Source -
==========
We are subverting the sytem, and partaking in it.  We are handmaids whispering under the sheets, repeating our names.  We are branded with our hand-made handmaid numbers, we are credit card integers and social security IDs.  We are numbers slipping through machines, like money getting flattened, turning over and under in the press.

We are part male part female, part neither, part both.  We are water rising and sinking in a jar, in a glass, in a fishbowl.  We are looking out of the fishbowl to a distorted larger world, a more complex structure we do not yet comprehend.  We are those highways of leaf-cutter ants marching in procession, each a node, a facet of the larger network and yet hardly aware of it.  And yet we are looking in on the fishbowl, seeing ourselves, reflected in the glass, blown large by the walls of our existence.  We are examining ourselves, identifying our personalities and our projected selves mapped onto our situations: our daughter self, our singing self, our studious self.

Metroplis clock. (http://weblog.ceicher.com/archives/clock5.jpg).

Ford assembly lines. (http://www.solpass.org/7ss/Images/ford%20assembly%20line.jpg).
==========
Items -
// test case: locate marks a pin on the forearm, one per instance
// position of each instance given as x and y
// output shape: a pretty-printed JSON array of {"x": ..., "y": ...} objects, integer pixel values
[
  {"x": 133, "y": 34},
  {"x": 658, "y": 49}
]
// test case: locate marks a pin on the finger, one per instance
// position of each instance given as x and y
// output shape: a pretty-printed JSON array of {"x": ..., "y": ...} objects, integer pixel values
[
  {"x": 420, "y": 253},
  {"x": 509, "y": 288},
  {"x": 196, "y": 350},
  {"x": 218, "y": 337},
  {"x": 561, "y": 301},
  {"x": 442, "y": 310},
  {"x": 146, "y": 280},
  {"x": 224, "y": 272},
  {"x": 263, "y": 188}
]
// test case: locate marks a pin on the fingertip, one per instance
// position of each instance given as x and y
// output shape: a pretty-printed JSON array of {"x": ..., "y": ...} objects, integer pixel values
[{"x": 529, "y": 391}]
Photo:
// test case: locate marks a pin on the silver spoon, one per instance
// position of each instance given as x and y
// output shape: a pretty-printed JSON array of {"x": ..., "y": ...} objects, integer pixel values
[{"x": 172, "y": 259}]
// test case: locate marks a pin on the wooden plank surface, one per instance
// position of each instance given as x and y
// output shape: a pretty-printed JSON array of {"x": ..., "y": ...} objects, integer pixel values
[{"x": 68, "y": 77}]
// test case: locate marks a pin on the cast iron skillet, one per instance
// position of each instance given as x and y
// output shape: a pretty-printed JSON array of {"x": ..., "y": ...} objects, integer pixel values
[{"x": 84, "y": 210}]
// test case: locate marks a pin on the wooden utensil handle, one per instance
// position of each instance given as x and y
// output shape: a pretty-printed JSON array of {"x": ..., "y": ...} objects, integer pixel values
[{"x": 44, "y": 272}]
==========
Complete the following -
1) In the passage, which insects are described marching in procession?
2) Rewrite the paragraph of the passage that begins "We are part male part female" in shorter form, keeping its main ideas.

Results in order -
1) Leaf-cutter ants.

2) We are part male, part female, part neither and part both, like water rising and sinking in a jar, glass or fishbowl. From inside the fishbowl we look out at a distorted, larger world we do not yet comprehend. We are like leaf-cutter ants marching in procession, each a node of a larger network yet hardly aware of it. We also look in, seeing ourselves reflected and enlarged by the glass. We examine our personalities and the projected selves we map onto our situations, such as our daughter self, our singing self and our studious self.